::: Passage provided

Hi, shane43-ga:
Sometimes a composite (multi-column) index will be inherent in a
normalized table's design, as when the primary key consists of a
combination of fields. Other times we may choose to create composite
indexes as performance tools.
Let's begin with the sample tables and the query you've provided:
Select count(*) from emails,
orders,
purchases,
customers
WHERE emails.order_id = orders.order_id
and orders.purchase_id = purchases.purchase_id
and purchases.customer_id = 1001
Keeping in mind that this is only an illustration, of course, the
first thing I'd like to do is strip out the table customers from the
query. There aren't any conditions on rows in customers in the WHERE
clause, so in reality the SQL shown would create a lot of duplication!
We'd certainly like to have an index on table purchases for
customer_id, which allows us to quickly pick out all the rows
pertaining to a fixed customer. And if you've already done all the
"one column" indexes, then we have that, and the (unique) purchase_id
values will have a functional dependence then on customer_id.
Next we have the join between table purchases and table orders.
From the look of things, the primary key on table purchases is
purchase_id and the primary key on table orders is order_id. So far
we don't have any requirement to create a composite index just for the
sake of defining a primary key. But between the purchases and orders
tables there seems to be a one-many relationship, because each row in
orders has a field purchase_id (but there is no converse reference in
table purchases to a value of order_id).
This suggests that we might want a composite index on table orders
that has the two columns purchase_id and order_id. While order_id by
itself would be unique (as the primary key), creating the composite
index will most likely allow the MySQL query optimizer to use only the
index and not the entire record in table orders (which involves a lot
of additional data, as the tables above are defined). In effect the
index is a smaller and more easily searched version of the table
itself, but I think we would want to follow the sequence:
CREATE UNIQUE INDEX purchase_order
ON orders (purchase_id, order_id)
[MySQL Manual | 14.2.4 CREATE INDEX Syntax]
http://dev.mysql.com/doc/mysql/en/CREATE_INDEX.html
If the indexes for MySQL tables are done in the usual way, it will
create "branches" for the first field and "leaves" following them for
the subsequent fields (here purchase_id --> order_id), like a directed
graph.

::::::
::: Information provided

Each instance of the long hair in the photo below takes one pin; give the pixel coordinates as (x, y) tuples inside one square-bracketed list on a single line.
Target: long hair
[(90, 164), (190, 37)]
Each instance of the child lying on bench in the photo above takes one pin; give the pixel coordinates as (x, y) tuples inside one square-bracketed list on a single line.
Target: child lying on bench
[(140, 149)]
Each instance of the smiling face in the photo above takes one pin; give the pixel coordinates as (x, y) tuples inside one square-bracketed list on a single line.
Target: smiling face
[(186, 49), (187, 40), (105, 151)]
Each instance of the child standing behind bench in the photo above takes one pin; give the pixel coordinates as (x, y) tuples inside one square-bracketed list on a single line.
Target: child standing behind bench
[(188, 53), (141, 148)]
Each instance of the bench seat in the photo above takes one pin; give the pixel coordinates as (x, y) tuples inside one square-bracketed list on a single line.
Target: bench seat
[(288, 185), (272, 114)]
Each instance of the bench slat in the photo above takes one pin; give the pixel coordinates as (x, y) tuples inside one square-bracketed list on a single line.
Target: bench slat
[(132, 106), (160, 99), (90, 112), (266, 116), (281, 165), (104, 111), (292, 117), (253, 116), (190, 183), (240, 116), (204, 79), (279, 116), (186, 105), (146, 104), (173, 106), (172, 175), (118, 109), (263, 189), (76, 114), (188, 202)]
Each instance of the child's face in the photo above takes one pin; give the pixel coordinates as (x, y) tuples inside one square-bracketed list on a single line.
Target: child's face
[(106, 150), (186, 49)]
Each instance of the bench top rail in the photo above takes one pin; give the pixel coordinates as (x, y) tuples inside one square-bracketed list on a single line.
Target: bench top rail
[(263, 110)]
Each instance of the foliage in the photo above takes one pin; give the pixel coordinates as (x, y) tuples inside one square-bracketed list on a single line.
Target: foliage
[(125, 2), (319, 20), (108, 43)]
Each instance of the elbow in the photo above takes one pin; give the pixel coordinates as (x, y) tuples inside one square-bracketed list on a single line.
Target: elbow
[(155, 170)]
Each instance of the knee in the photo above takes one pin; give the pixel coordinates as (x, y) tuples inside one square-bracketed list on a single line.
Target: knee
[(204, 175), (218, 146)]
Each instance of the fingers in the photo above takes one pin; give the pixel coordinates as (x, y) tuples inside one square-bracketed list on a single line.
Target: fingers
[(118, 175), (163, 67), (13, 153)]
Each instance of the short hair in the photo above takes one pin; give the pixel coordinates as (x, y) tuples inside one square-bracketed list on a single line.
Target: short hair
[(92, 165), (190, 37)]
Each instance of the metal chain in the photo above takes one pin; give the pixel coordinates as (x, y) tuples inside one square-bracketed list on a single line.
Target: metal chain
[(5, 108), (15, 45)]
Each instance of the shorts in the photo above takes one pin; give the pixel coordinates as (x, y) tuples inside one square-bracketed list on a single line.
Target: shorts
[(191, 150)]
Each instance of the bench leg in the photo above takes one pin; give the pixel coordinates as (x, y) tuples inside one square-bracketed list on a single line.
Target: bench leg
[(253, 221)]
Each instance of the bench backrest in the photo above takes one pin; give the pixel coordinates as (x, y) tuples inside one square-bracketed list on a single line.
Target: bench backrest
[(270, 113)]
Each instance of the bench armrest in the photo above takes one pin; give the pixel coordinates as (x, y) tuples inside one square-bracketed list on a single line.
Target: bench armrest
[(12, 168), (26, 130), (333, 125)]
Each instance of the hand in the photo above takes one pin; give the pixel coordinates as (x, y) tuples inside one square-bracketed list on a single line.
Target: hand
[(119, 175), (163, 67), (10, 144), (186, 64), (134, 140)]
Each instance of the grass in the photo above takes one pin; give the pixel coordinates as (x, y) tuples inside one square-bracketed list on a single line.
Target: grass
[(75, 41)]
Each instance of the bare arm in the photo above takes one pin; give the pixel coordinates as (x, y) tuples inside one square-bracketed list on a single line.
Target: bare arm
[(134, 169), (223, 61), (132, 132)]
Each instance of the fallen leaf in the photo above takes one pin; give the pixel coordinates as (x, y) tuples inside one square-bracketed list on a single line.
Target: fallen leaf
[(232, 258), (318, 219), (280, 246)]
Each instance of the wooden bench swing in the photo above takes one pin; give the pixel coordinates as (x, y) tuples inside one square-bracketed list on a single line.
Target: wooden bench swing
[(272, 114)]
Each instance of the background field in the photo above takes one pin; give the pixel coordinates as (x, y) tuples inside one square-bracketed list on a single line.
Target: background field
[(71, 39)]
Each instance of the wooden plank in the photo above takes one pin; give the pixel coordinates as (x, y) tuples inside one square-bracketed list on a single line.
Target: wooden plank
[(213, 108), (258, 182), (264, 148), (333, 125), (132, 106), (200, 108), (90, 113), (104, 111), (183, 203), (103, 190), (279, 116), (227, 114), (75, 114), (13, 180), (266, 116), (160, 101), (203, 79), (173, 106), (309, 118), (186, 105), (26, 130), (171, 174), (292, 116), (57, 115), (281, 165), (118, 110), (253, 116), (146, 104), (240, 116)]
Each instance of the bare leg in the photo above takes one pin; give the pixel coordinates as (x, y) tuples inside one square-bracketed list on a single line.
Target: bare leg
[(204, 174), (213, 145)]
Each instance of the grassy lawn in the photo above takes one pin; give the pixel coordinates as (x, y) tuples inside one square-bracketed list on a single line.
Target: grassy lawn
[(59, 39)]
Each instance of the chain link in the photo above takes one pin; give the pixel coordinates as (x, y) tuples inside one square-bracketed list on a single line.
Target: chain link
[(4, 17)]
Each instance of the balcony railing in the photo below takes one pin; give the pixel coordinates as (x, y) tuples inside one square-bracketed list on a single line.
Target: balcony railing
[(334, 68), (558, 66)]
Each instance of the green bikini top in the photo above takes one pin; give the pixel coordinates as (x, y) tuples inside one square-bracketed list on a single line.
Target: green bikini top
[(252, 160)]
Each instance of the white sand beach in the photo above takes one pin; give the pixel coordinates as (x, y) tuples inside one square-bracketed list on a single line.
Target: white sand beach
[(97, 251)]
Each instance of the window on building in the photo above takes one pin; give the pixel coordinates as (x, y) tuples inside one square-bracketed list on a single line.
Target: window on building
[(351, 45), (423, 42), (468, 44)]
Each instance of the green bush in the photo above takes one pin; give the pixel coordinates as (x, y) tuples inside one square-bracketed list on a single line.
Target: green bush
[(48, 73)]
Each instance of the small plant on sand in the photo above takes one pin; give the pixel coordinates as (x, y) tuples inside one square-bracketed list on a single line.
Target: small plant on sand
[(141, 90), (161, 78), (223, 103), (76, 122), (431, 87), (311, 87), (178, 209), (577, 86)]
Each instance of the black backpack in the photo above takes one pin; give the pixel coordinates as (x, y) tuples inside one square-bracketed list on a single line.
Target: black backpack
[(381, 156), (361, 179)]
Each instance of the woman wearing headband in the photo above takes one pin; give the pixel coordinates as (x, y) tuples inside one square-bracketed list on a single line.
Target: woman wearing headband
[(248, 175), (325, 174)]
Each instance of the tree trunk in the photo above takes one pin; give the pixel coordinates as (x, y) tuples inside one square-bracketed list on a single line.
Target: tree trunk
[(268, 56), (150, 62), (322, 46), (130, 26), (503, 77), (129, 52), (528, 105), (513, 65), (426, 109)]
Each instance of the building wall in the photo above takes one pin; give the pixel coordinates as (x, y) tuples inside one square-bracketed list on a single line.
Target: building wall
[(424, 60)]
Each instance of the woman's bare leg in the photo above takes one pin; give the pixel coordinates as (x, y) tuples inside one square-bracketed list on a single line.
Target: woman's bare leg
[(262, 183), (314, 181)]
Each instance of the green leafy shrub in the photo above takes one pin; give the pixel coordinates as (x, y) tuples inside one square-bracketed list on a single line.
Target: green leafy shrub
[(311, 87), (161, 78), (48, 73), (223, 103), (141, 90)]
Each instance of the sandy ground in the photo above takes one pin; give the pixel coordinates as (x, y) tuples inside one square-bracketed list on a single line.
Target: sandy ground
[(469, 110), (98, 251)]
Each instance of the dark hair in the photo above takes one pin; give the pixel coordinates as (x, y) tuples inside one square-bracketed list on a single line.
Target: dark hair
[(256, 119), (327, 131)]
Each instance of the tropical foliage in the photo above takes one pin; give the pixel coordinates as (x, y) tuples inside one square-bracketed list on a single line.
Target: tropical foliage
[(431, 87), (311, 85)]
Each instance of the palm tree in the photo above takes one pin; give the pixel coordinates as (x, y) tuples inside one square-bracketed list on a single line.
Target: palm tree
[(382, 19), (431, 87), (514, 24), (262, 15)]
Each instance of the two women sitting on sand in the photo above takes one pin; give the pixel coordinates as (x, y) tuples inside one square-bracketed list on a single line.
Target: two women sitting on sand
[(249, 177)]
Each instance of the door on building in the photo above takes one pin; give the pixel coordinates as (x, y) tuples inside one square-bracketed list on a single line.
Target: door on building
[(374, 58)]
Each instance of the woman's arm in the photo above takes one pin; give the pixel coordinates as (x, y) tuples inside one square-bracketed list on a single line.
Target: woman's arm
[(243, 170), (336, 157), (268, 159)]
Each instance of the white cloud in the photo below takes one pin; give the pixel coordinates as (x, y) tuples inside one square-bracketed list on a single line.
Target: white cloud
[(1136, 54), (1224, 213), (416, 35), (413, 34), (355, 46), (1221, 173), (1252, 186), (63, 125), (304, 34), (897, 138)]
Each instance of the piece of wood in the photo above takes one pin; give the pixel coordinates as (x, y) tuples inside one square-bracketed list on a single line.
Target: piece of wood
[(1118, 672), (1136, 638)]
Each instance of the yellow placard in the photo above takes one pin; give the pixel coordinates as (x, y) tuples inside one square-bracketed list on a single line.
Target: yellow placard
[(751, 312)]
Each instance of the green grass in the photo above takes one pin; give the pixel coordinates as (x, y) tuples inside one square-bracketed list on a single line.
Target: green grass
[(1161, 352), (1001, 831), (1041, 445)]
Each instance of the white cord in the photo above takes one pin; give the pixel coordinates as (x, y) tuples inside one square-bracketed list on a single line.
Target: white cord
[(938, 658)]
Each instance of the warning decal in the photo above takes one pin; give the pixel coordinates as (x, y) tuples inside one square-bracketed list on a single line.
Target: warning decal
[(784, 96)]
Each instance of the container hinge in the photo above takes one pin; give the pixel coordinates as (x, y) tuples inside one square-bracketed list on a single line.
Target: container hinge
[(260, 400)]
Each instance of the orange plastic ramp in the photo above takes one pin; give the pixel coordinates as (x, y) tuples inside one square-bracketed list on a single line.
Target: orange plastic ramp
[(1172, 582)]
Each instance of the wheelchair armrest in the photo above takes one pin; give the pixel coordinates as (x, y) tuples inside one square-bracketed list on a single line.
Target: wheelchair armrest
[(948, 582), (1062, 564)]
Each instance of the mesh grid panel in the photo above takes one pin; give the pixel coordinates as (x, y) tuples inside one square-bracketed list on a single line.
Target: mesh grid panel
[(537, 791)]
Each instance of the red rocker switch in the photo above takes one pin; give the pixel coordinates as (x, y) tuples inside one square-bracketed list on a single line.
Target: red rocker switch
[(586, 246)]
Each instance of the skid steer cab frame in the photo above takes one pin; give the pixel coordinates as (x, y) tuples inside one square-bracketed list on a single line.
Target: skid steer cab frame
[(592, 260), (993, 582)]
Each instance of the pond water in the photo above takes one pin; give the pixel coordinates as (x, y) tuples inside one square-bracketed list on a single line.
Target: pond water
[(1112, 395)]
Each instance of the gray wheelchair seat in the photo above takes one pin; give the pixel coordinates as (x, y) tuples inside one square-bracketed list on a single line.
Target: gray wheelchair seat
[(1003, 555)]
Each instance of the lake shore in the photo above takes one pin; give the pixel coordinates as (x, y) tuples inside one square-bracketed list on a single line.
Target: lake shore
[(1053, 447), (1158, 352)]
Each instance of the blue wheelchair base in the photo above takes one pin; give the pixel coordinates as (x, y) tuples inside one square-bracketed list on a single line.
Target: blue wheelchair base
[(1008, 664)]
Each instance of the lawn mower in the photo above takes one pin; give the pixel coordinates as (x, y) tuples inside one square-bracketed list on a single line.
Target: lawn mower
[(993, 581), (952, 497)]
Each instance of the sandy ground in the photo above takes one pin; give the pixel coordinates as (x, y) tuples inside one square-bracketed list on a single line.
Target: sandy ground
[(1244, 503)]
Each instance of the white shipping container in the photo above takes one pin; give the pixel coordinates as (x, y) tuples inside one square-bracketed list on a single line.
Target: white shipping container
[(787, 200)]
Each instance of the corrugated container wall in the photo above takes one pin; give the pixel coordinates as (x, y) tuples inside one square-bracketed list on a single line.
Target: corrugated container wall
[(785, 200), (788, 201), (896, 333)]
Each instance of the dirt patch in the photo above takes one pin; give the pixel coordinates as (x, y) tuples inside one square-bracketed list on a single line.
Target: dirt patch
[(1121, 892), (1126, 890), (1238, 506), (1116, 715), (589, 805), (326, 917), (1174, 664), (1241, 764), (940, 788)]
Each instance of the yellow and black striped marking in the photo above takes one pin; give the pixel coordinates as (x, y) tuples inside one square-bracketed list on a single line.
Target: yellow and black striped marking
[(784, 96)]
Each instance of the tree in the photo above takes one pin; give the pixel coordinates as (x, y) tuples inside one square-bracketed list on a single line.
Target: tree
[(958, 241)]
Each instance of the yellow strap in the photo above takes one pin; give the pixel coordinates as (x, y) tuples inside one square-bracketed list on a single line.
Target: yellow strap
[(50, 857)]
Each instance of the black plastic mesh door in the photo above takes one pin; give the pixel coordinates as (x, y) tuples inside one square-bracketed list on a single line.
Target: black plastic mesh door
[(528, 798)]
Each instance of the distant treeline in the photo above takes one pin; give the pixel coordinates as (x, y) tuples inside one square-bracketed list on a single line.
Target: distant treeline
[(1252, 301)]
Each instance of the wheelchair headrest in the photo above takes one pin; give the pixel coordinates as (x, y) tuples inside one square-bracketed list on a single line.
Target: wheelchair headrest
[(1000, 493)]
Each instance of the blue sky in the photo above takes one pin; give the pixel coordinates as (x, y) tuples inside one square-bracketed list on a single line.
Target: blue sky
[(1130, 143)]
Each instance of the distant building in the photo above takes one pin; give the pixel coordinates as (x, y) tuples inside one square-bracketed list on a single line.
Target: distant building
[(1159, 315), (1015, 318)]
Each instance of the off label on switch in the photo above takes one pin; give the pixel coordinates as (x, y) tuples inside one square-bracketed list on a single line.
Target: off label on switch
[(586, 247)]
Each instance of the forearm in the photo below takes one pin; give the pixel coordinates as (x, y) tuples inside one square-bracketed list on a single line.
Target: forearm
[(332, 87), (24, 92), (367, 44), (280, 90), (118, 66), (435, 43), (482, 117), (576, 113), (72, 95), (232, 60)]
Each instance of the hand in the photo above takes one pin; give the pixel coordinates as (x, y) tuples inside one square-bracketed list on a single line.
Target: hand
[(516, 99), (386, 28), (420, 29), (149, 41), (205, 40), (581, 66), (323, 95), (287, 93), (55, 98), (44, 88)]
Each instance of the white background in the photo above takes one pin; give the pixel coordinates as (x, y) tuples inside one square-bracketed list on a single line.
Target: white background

::::::

## Problems and tasks
• 1. Summarize the forum reply on composite indexes in two sentences.
• 2. Retype the stretch of the rows from the line containing "Each instance of the bench top" through the line containing "[(263, 110)]", including both of those lines.
The forum reply and the rows are independent of each other.

## Problem solutions
• 1. Composite indexes may be inherent in a normalized table's design, as when a primary key combines fields, or may be created as performance tools. For the sample query, the reply proposes removing the customers table because the WHERE clause has no conditions on it, indexing purchases on customer_id, and creating a unique composite index on orders over purchase_id and order_id so that the MySQL query optimizer can most likely use only the index and not the entire record.

• 2.
Each instance of the bench top rail in the photo above takes one pin; give the pixel coordinates as (x, y) tuples inside one square-bracketed list on a single line.
Target: bench top rail
[(263, 110)]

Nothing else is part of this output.